=== What is expected ===
From the passage reviewing You Are a Badass, return the text from "It Meets You" up to and including "what you need.", copied word for word.

=== Given passage ===
·····

The humor makes heavy topics easier to sit with. When she talks about self-sabotage or childhood wounds, she keeps it light without being dismissive. That’s a hard balance to strike, and she pulls it off.
The Chapters Are Short and Actionable
Each chapter ends with a small exercise or prompt. These aren’t complicated. They’re things like writing a list, sitting quietly for a few minutes, or saying something out loud. You don’t need a journal, a therapist, or a whole afternoon. You can do most of these in five minutes.
That format makes the book easy to actually use. A lot of people read self-help books and never do anything with them. Sincero makes it hard to use that excuse.
It Meets You Where You Are
One of the strongest parts of this You Are a Badass review is acknowledging how well Sincero writes for readers who are new to personal development. If you’ve never read anything in this space, this book is a great entry point. It covers concepts like limiting beliefs, the subconscious mind, and the law of attraction in plain language that doesn’t require any background knowledge.
She also doesn’t assume you have money, connections, or a perfect life situation. She wrote it from a place of not having those things. That comes through.

The Energy Is Motivating
Some books make you feel tired. This one makes you want to get up and do something. That’s not nothing. If you’re in a rut or feeling stuck, the tone of this book can genuinely shift your mood. Sometimes that’s exactly what you need.
What the Book Gets Wrong
The Law of Attraction Sections Feel Thin
Sincero leans into the idea that the universe will send you what you put out. She talks about visualizing, raising your “frequency,” and trusting that good things will come if you believe hard enough.

·····

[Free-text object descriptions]

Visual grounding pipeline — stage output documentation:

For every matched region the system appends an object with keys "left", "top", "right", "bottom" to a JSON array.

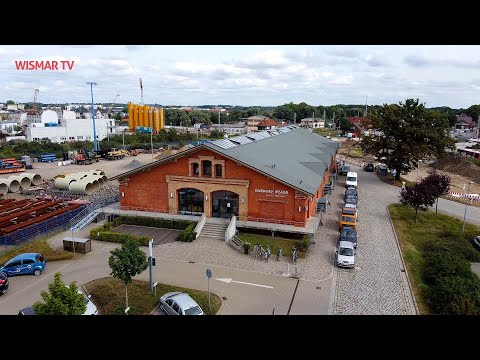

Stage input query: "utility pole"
[{"left": 87, "top": 81, "right": 98, "bottom": 152}]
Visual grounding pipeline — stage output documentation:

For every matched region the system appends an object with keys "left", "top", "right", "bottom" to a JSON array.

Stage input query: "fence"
[{"left": 0, "top": 194, "right": 119, "bottom": 251}]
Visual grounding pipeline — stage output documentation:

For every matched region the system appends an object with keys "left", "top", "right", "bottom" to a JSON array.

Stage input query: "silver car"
[
  {"left": 160, "top": 291, "right": 204, "bottom": 315},
  {"left": 336, "top": 241, "right": 355, "bottom": 268}
]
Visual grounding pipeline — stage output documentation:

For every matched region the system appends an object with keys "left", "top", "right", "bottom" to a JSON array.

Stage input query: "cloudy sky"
[{"left": 0, "top": 45, "right": 480, "bottom": 108}]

·····

=== Response area ===
It Meets You Where You Are
One of the strongest parts of this You Are a Badass review is acknowledging how well Sincero writes for readers who are new to personal development. If you’ve never read anything in this space, this book is a great entry point. It covers concepts like limiting beliefs, the subconscious mind, and the law of attraction in plain language that doesn’t require any background knowledge.
She also doesn’t assume you have money, connections, or a perfect life situation. She wrote it from a place of not having those things. That comes through.

The Energy Is Motivating
Some books make you feel tired. This one makes you want to get up and do something. That’s not nothing. If you’re in a rut or feeling stuck, the tone of this book can genuinely shift your mood. Sometimes that’s exactly what you need.